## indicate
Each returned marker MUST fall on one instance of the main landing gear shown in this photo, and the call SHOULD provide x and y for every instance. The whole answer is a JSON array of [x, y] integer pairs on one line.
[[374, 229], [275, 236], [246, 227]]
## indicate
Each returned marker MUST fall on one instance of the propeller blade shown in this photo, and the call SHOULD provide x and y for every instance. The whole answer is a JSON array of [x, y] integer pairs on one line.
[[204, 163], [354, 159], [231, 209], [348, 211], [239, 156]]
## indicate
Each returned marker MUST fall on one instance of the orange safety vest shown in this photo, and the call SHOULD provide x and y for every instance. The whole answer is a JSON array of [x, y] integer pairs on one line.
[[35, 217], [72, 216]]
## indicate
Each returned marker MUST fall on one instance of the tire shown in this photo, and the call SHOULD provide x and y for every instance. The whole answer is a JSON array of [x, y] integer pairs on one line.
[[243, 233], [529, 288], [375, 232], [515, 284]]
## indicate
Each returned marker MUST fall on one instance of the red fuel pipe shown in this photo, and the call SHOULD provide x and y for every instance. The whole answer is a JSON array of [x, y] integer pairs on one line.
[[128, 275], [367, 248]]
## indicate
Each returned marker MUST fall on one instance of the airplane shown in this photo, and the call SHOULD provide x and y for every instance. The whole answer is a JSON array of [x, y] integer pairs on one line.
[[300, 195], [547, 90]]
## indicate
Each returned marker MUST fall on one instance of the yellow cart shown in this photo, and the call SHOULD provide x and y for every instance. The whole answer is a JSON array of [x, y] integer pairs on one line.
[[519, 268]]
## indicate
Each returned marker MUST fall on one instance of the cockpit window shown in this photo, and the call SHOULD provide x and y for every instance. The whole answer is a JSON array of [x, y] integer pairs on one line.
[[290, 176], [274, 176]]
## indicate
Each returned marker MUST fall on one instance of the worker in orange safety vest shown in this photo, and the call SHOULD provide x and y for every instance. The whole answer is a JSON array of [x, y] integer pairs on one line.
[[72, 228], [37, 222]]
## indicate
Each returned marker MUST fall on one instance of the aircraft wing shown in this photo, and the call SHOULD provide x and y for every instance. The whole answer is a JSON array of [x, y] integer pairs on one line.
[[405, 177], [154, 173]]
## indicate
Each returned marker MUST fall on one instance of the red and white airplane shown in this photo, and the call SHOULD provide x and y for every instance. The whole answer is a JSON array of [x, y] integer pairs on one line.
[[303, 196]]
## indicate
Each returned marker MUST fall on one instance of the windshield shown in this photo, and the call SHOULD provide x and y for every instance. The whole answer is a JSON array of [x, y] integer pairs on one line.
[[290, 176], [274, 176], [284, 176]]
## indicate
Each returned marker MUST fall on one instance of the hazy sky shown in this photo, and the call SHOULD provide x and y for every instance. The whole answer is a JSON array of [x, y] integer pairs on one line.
----------------------------------------
The material above should be given again in full, exactly.

* **Exercise response**
## indicate
Each returned marker MUST fall on one instance of the main landing gear shown in this photo, and the call SHOULD provide x and y for every instance. The whole answer is a JSON array of [x, y] integer pairs on one line.
[[374, 229], [275, 236], [246, 227]]
## indicate
Each returned marker MUST fall on one instance of the propeller blade shown in this photo, and the call SHOULD provide x and y for every instance. The whole answer is a JSON array of [x, y] integer pairs on one line.
[[204, 163], [354, 159], [231, 209], [348, 211], [239, 156]]
## indicate
Each returned marker MUST fall on one instance of the orange safety vest shown in this photo, and the call SHOULD provide x and y for every instance. The whole answer is a JSON array of [x, y] integer pairs on one line.
[[35, 217], [72, 216]]
## indicate
Each returned marker MUST fall on one instance of the tire shown in this photo, and the call SHOULD provide x and y for every instance. The whole answer is a JSON array of [x, y] integer pairs on one line.
[[243, 233], [529, 288], [375, 232], [515, 284]]
## indicate
Each returned marker MUST fall on one instance of the red fuel pipe shown in this photo, and the call SHOULD provide x and y for every instance. The whole answer is a JSON array of [x, y] integer pairs on one line.
[[128, 275], [367, 248]]
## indicate
Each returned marker MUST fall on one instance of the airplane shown in this photo, and the call SHOULD provide x and y for every instance. The whole answer is a JSON array of [x, y] integer pairs on one line.
[[300, 195], [547, 90]]
## indicate
Each returned marker MUST fall on one instance of the yellow cart shown in this photo, and the call SHOULD provide x and y for every instance. The whole answer is a JSON array of [x, y] integer pairs on one line.
[[519, 268]]
## indicate
Each returned marker MUST fall on one instance of the cockpit window shown in this photo, and the call SHOULD provide x and y for every instance. The whole answer is a JSON array of [x, y] integer pairs on one line.
[[290, 176], [274, 176]]
## indicate
Each returned marker MUST fall on one instance of the worker in orange safety vest shown in this photo, and the call SHOULD provide x and y for every instance. The whole answer is a JSON array of [x, y] integer pairs on one line.
[[72, 228], [37, 222]]
## indicate
Each returned marker MUST fall on one instance of the aircraft wing shown in this photo, and the call SHOULD provide x and y for every instance. The whole answer is a JSON array of [x, y] integer pairs on one line.
[[405, 177], [154, 173]]
## indicate
Each returned marker MUST fall on one instance of the red and white airplane shown in this photo, and the call SHOULD provide x and y for every instance. The whole answer is a JSON array of [x, y] integer pairs on one line.
[[303, 196]]
## indicate
Each returned marker MUST fall on one instance of the windshield shown in this photo, and the call SHOULD provide x and y for every instance. The whole answer is a JSON array of [x, y] integer pairs on one line.
[[290, 176], [274, 176], [284, 176]]
## indicate
Each returned marker MUST fall on one instance of the hazy sky shown in this photo, and the call SHOULD provide x and y for every instance. The whole answer is a JSON array of [x, y] integer pairs on one line.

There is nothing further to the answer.